Exercise task: Set down every entry again word for word, please, but skip the pictures.

Input rows:
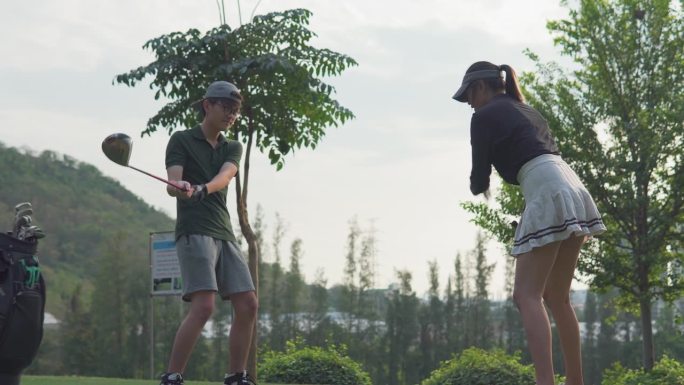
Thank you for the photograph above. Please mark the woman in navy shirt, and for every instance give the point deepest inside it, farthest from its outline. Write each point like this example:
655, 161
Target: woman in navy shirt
559, 214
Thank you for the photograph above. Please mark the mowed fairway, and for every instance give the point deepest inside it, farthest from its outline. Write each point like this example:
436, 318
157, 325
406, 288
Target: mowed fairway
50, 380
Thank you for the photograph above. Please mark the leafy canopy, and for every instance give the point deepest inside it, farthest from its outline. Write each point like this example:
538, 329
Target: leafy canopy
287, 104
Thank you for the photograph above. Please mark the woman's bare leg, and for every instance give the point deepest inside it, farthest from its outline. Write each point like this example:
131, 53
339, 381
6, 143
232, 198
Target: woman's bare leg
532, 270
557, 298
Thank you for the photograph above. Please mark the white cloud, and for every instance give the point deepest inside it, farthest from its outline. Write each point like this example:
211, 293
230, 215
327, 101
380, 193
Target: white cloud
403, 163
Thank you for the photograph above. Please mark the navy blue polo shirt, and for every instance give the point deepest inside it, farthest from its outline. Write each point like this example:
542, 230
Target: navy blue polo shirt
201, 163
506, 133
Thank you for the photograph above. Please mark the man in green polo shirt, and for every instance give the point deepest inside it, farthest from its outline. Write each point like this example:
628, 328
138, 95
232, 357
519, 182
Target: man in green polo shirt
203, 162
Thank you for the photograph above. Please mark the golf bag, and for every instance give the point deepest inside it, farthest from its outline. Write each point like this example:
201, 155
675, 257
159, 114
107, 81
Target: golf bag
22, 306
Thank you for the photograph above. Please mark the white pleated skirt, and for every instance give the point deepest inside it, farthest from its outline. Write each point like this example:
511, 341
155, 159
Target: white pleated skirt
557, 205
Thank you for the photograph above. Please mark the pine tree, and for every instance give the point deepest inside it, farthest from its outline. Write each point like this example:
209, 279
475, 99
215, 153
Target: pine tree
293, 291
277, 335
589, 345
481, 314
349, 300
80, 353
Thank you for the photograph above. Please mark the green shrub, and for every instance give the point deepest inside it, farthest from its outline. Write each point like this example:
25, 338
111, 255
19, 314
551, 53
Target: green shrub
479, 367
312, 365
665, 372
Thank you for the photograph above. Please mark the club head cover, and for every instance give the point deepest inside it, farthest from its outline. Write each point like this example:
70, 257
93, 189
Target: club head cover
199, 192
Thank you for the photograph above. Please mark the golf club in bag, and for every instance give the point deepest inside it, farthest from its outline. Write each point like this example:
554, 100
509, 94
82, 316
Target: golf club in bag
22, 296
118, 147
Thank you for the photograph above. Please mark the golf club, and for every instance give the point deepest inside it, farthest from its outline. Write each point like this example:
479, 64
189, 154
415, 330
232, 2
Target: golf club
117, 147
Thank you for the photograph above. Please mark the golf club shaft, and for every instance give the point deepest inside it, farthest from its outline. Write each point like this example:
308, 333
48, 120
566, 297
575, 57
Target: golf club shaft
160, 179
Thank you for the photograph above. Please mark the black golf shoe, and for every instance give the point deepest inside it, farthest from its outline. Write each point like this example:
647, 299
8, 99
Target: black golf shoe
171, 379
238, 379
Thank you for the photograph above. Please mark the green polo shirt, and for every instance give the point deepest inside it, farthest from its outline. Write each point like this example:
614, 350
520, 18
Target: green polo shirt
201, 163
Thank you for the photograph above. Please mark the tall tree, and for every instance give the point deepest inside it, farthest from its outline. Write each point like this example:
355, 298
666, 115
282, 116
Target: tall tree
349, 299
460, 305
277, 336
618, 119
293, 291
402, 328
480, 312
317, 308
589, 349
286, 105
78, 343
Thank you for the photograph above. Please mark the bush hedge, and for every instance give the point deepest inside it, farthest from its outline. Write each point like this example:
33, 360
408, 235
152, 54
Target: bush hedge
475, 366
665, 372
312, 365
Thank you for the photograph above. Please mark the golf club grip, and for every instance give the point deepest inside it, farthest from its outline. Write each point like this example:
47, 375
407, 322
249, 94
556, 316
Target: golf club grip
182, 188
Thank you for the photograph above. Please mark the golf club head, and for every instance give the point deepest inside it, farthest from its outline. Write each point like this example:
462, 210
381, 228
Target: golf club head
117, 147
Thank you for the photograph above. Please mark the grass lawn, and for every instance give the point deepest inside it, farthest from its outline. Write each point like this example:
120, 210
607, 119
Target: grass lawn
50, 380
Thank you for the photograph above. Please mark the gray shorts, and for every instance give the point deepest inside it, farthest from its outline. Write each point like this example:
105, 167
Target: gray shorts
209, 264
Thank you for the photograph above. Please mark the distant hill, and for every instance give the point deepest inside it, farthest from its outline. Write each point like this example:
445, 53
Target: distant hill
79, 209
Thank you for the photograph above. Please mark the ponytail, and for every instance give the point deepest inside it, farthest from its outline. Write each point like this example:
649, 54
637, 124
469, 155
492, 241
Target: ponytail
512, 87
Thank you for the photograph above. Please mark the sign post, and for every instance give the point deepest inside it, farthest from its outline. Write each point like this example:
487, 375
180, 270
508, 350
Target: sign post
165, 277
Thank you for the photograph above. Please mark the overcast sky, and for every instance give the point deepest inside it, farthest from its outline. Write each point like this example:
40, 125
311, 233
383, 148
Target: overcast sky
401, 167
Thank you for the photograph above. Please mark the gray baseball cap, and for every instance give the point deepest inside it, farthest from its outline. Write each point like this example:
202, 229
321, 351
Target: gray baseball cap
470, 77
221, 89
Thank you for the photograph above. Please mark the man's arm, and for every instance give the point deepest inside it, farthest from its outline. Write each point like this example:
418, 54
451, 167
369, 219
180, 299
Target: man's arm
175, 174
223, 178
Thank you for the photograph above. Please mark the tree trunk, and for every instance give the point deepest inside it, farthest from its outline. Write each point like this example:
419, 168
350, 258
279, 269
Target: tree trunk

Solution for this problem:
Thank you for the photograph above. Please mark the woman in navy shirt, and for every instance give the point deepest inside it, farthest from its outline. Write each point like this example:
655, 161
Target: woman in navy shirt
559, 214
Thank you for the photograph above. Please mark the mowed fairway, and for every instance give the point deepest inside it, farthest from its outline. Write each point like this example:
436, 318
157, 325
406, 288
Target: mowed fairway
50, 380
Thank you for the photograph above. Please mark the leafy canopy, and for every instance give the point deepest inside it, farthest from its outline. Write each point like this example:
538, 329
Target: leafy canopy
287, 104
Thank you for the photograph above. Please mark the woman's bare leg, and for every instance give the point deepest inside it, farthest from its outline. Write each point like this example:
131, 53
339, 381
6, 143
232, 198
Target: woman's bare leg
532, 270
557, 298
Thank you for the photograph above. Please mark the white cloud, and for every instance give the point deepest inside it, farthest from its outline. Write each point like this example:
211, 293
230, 215
327, 101
380, 193
Target: white cloud
403, 163
Thank you for the photograph above. Please mark the navy blue polo shirt, and for every instance give the point deepest inside it, farthest from its outline. Write each point like this example:
542, 230
Target: navy blue polo shirt
201, 163
506, 133
Thank you for the photograph above. Please mark the man in green polo shirt, and for every instance give the point deepest inside it, farthest from its outline. Write each point like this example:
628, 328
138, 95
232, 357
519, 182
Target: man in green polo shirt
203, 162
Thank you for the photograph above. Please mark the golf bag, and for every instance give the point deepest inside it, farthest from its outline. Write each point like this example:
201, 155
675, 257
159, 114
107, 81
Target: golf bag
22, 306
Thank you for the photograph above. Please mark the white pleated skirt, and for every instance give the point deepest inside it, farthest from its outline. Write each point like this example:
511, 341
155, 159
Target: white pleated skirt
557, 205
Thank you for the photograph above. Please mark the pine tree, and for every instance give the point deepest inside it, farthest from its outline. Write each point like this example:
209, 279
475, 99
215, 153
Target: pine tree
293, 291
277, 335
589, 345
481, 314
349, 300
80, 353
Thank you for the photograph above. Please mark the green shrub, and for every instance give the point deepest inside it, farthest from its outline. Write each point like this example:
25, 338
111, 255
19, 314
551, 53
Target: green shrub
479, 367
312, 365
665, 372
Thank you for the photograph above. Please mark the club head cover, and for every instance give the point deepest inside it, farthest from its outline. Write each point like this example:
70, 257
93, 189
Target: club head cover
199, 192
Thank you for the photograph above. Please mark the golf club in bag, and for every instance give the point deepest inside it, farthest from its outline. Write each point like this example:
554, 100
509, 94
82, 316
Target: golf club in bag
22, 296
118, 147
Thank you for the photograph above. Please mark the golf club, and for every instance give the point deepest inside it, farthest from its outline. Write each point like this example:
479, 64
189, 154
415, 330
232, 2
Target: golf club
117, 147
Thank you for the photograph above. Please mark the golf club shaft, and for every instance give the point deepest inside it, farthest from its outline. Write each point like this example:
308, 333
48, 120
566, 297
575, 57
Target: golf club shaft
160, 179
Thank you for the photograph above. Please mark the black golf shoe, and for every instance give the point deepest inside it, farthest from its outline. Write each point like this example:
647, 299
8, 99
Target: black golf shoe
171, 379
238, 379
Thank you for the photograph above. Please mark the green polo shirt, and for every instance give the point deepest inside it, farthest from its outline. Write each point like this example:
614, 350
520, 18
Target: green polo shirt
201, 163
Thank you for the photograph above. Please mark the tall tree, and for every instance give the point deepest inside it, farthest from its outline. Write each point like this example:
355, 298
666, 115
282, 116
Target: tall tree
349, 299
460, 305
277, 336
618, 119
293, 291
402, 328
480, 312
317, 308
589, 349
286, 105
78, 343
Thank you for the photograph above. Please mark the bush hedge, and for every instance give the point deepest inside it, farthest from its outline. Write each point like this example:
33, 360
408, 235
152, 54
Target: bush hedge
475, 366
665, 372
312, 365
Thank you for the photograph above. Please mark the golf club grip, and for every instance give the point deepest inside it, farthest from its outline. Write each point like this example:
47, 375
407, 322
249, 94
556, 316
Target: golf club grip
182, 188
Thank you for the photograph above. Please mark the golf club head, and for every instance give the point deepest inside it, farthest from its outline. Write each point like this example:
462, 210
381, 228
Target: golf club head
117, 147
Thank you for the photograph above. Please mark the grass lawn, and for every instance give the point deepest inside it, farthest from its outline. Write each point like this example:
120, 210
607, 119
Target: grass lawn
50, 380
Thank you for the photograph above. Please mark the gray shorts, and for every instance give the point deepest inside it, farthest from its outline. Write each point like this example:
105, 167
Target: gray shorts
209, 264
Thank you for the photograph above. Please mark the distant hill, and for every instance give the point deepest inside it, farthest from its outline. Write each point like this example:
445, 53
Target: distant hill
79, 209
Thank you for the photograph above. Please mark the ponytail, and for every instance give the point deepest inside it, farthest from its outline. Write each point like this example:
649, 54
637, 124
469, 155
492, 241
Target: ponytail
512, 87
Thank you for the photograph above. Please mark the sign post, and for every instance give the point deepest inside it, farthest from its outline. Write each point like this example:
487, 375
180, 270
508, 350
Target: sign post
165, 277
Thank you for the photograph above. Please mark the overcast sky, and for every instance give the point deepest inside it, farthest from its outline. Write each point like this example:
40, 125
311, 233
383, 148
Target: overcast sky
401, 167
Thank you for the photograph above. Please mark the gray baseball cap, and for every instance give the point deepest inside it, farthest from its outline. Write each point like this example:
202, 229
321, 351
Target: gray baseball cap
470, 77
221, 89
Thank you for the photograph above. Please mark the man's arm, and for every instance give the point deepest inside it, farthest from its outline. Write each point like this example:
418, 54
451, 167
369, 219
180, 299
Target: man's arm
175, 174
223, 178
Thank you for the photograph above. Please mark the tree trunk, and for every instance give the point deepest inside it, farthest from its outline. Write each point like this example:
419, 168
350, 258
279, 269
Target: tree trunk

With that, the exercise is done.